[Mask labeling material]
· · ·

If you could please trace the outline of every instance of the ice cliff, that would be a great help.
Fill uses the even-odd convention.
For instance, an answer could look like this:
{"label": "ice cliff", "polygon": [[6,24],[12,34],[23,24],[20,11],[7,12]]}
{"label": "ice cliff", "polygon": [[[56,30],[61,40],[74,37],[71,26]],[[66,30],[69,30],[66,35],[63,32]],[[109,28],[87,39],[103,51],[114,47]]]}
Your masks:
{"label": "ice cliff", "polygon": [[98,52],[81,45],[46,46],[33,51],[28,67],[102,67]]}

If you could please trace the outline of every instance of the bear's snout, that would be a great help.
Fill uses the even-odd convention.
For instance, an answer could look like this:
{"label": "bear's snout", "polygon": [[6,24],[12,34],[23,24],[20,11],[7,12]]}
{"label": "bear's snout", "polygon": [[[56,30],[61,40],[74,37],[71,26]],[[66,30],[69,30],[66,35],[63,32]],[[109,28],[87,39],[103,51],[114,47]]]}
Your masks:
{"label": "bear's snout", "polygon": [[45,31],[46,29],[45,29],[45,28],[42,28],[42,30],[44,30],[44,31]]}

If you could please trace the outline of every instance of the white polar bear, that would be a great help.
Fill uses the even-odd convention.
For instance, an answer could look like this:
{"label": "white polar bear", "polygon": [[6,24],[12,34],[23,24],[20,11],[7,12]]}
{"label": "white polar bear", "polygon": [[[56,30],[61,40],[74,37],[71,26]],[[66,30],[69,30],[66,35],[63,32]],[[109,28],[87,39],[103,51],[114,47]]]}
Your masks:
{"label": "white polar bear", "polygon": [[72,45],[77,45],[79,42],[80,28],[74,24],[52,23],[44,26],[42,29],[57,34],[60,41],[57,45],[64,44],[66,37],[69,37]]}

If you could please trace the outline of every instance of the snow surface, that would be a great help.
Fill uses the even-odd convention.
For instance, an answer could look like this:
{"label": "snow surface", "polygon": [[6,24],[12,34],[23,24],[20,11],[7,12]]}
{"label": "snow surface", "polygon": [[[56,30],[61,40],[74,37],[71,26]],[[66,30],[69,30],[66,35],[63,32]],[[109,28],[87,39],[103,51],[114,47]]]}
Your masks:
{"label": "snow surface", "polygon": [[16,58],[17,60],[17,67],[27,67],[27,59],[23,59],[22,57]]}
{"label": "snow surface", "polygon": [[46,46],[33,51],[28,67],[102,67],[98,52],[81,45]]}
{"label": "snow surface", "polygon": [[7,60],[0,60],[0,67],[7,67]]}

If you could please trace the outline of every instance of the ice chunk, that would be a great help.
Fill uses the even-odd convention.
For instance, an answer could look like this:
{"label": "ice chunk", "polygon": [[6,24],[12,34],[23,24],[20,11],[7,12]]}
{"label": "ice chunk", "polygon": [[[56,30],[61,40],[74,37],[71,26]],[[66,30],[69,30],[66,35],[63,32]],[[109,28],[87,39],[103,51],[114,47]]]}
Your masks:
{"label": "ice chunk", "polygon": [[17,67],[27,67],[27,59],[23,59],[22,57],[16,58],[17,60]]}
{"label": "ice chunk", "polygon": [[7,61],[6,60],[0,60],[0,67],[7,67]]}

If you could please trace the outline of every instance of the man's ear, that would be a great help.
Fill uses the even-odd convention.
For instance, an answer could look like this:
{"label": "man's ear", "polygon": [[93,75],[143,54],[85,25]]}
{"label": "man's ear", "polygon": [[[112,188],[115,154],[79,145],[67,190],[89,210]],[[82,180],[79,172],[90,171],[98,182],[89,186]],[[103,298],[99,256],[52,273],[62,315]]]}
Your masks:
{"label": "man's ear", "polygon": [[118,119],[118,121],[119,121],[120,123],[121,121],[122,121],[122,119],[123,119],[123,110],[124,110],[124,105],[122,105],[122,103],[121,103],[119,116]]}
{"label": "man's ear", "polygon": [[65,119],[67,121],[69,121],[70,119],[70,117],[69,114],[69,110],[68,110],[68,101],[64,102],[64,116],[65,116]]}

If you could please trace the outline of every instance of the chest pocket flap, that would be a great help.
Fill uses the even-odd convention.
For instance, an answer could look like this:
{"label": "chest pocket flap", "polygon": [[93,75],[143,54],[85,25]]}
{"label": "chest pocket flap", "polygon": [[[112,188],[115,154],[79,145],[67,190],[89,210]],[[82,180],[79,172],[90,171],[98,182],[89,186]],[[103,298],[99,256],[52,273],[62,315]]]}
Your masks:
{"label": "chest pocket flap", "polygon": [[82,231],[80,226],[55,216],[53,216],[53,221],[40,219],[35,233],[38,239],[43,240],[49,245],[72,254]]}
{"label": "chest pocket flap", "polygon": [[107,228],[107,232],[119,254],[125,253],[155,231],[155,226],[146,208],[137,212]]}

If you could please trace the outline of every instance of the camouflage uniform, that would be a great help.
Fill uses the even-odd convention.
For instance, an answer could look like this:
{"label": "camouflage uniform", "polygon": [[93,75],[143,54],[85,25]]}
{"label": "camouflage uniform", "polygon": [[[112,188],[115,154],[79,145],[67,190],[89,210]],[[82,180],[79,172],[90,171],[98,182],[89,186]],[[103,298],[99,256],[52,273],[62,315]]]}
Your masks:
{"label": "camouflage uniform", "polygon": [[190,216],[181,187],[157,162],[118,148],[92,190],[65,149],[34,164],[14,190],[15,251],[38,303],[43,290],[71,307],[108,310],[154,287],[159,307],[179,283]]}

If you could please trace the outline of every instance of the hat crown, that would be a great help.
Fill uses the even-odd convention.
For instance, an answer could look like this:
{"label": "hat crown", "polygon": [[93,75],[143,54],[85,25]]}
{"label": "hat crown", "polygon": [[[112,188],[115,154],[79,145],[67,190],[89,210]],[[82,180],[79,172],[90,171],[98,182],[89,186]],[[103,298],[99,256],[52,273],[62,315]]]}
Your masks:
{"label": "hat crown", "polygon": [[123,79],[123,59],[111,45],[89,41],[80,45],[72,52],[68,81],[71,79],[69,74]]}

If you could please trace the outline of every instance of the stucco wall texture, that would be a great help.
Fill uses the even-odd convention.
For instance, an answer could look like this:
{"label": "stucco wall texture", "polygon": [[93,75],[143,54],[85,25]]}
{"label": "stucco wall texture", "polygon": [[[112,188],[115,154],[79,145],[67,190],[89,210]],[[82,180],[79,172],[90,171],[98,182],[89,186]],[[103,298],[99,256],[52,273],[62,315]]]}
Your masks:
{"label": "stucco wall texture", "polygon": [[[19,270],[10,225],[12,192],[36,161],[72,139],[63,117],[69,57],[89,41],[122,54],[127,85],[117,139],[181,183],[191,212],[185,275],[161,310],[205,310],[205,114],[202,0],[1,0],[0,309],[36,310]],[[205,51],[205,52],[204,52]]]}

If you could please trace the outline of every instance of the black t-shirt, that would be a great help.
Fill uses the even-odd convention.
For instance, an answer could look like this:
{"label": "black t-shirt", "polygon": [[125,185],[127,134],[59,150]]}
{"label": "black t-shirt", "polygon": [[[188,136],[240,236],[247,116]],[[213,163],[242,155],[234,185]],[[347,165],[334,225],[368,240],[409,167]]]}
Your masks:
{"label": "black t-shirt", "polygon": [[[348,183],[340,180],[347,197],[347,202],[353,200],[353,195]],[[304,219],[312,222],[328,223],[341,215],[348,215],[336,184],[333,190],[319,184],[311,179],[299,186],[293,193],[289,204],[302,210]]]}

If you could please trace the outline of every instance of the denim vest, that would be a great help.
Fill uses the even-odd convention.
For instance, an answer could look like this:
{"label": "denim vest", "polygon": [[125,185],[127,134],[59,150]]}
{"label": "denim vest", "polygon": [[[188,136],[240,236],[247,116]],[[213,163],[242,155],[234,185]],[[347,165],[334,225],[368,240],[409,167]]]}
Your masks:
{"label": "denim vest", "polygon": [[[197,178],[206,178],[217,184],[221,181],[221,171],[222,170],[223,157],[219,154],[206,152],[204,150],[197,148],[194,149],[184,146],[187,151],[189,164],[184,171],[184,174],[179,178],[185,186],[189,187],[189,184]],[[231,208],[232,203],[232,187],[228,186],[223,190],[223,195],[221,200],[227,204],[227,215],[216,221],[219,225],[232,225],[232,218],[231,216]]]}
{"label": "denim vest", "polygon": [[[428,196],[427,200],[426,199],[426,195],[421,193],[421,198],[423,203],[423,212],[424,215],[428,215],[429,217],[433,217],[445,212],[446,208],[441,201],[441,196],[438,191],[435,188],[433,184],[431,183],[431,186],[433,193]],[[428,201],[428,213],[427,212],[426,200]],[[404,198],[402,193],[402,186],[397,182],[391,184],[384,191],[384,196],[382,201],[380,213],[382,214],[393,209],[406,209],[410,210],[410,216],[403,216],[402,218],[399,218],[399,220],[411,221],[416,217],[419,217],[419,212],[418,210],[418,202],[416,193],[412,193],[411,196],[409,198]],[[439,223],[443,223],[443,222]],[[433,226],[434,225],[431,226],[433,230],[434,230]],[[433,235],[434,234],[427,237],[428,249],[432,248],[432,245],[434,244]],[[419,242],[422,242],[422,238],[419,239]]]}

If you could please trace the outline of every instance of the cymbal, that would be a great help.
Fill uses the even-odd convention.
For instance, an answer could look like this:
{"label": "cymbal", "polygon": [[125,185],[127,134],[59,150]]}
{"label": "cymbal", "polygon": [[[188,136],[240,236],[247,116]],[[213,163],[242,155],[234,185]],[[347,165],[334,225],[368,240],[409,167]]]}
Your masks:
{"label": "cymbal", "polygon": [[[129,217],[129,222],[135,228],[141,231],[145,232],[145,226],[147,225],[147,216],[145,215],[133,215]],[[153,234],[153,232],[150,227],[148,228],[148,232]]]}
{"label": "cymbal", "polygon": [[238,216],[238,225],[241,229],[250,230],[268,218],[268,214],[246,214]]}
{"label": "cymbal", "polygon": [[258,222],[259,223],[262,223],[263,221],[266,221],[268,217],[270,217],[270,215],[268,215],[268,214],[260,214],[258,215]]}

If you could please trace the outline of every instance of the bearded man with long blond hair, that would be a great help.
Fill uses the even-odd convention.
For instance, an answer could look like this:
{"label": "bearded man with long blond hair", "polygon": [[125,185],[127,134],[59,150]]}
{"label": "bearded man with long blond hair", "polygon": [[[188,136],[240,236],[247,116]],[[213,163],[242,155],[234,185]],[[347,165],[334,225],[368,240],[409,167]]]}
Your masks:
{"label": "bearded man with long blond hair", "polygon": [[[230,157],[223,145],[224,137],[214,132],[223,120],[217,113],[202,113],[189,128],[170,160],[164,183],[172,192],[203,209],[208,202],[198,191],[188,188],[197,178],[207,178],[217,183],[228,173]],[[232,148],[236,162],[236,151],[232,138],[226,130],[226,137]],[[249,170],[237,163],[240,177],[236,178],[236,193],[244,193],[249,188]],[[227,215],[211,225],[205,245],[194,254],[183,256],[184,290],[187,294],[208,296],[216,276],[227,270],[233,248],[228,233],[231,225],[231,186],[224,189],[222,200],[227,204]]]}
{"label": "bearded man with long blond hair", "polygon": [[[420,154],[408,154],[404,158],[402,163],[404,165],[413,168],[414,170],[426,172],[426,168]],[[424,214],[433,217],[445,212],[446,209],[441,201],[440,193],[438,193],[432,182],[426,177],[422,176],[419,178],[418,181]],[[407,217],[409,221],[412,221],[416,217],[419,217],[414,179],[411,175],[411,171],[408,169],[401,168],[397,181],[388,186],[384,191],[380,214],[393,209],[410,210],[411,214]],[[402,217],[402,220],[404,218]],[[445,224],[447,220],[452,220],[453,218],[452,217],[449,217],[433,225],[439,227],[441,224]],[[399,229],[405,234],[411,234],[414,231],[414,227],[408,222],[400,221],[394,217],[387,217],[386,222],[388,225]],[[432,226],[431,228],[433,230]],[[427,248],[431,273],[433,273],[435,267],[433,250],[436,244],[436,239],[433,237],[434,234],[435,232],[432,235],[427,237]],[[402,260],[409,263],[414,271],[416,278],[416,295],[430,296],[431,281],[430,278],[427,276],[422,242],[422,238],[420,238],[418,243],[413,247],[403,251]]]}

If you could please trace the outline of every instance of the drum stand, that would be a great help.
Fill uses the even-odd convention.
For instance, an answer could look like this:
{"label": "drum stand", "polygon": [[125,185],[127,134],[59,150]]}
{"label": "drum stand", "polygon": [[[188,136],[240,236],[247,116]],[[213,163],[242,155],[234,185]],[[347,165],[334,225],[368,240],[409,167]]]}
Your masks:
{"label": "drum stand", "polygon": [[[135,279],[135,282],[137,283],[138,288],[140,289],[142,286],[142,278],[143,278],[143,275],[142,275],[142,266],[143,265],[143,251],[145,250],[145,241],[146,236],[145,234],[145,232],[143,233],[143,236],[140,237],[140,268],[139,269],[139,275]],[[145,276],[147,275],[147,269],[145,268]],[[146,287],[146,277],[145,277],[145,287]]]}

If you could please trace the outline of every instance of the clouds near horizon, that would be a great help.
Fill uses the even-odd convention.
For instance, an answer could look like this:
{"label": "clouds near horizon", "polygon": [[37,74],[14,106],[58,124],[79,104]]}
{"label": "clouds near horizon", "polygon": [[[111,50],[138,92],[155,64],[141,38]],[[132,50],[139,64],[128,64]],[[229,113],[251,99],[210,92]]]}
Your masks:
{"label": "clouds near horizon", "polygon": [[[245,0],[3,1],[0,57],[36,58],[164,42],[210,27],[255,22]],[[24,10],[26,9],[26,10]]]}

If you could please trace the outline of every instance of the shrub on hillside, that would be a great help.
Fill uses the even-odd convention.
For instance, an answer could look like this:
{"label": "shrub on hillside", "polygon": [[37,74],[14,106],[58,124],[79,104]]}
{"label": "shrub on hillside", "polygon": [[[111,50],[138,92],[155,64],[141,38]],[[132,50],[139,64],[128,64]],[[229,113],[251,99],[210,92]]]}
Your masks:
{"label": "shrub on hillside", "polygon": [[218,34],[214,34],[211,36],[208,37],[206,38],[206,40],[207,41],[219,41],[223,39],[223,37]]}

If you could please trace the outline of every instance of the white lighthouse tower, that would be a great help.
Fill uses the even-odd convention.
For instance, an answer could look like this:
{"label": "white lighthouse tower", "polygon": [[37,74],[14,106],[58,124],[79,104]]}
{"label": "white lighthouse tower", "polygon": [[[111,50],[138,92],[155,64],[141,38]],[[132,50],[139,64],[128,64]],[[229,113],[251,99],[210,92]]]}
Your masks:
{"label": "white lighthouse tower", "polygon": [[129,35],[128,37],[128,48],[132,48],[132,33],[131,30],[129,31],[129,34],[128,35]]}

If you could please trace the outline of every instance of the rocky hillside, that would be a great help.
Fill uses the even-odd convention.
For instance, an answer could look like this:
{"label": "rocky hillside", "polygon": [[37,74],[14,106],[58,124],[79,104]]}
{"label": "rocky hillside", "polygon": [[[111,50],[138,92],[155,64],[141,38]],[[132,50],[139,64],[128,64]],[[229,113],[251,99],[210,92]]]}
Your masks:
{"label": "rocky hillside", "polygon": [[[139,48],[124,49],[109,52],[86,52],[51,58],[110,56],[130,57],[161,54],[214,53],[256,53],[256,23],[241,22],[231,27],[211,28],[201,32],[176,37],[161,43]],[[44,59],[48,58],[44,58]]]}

· · ·

## EXERCISE DESCRIPTION
Convert the part of the material that opens with the line containing "rocky hillside, that would be a great help." and runs through the end of the material into a Markdown table with the columns "Row" and "Line", leaving out blank lines.

## RESPONSE TO THIS EXERCISE
| Row | Line |
|---|---|
| 1 | If you could please trace the outline of every instance of the rocky hillside, that would be a great help. |
| 2 | Fill uses the even-odd convention. |
| 3 | For instance, an answer could look like this: |
| 4 | {"label": "rocky hillside", "polygon": [[37,74],[14,106],[58,124],[79,104]]} |
| 5 | {"label": "rocky hillside", "polygon": [[[111,50],[138,92],[155,64],[141,38]],[[132,50],[139,64],[128,64]],[[229,113],[251,99],[210,92]]]} |
| 6 | Your masks: |
| 7 | {"label": "rocky hillside", "polygon": [[[139,48],[124,49],[109,52],[86,52],[51,58],[110,56],[130,57],[161,54],[214,53],[256,53],[256,23],[241,22],[231,27],[211,28],[201,32],[176,37],[161,43]],[[44,59],[48,58],[44,58]]]} |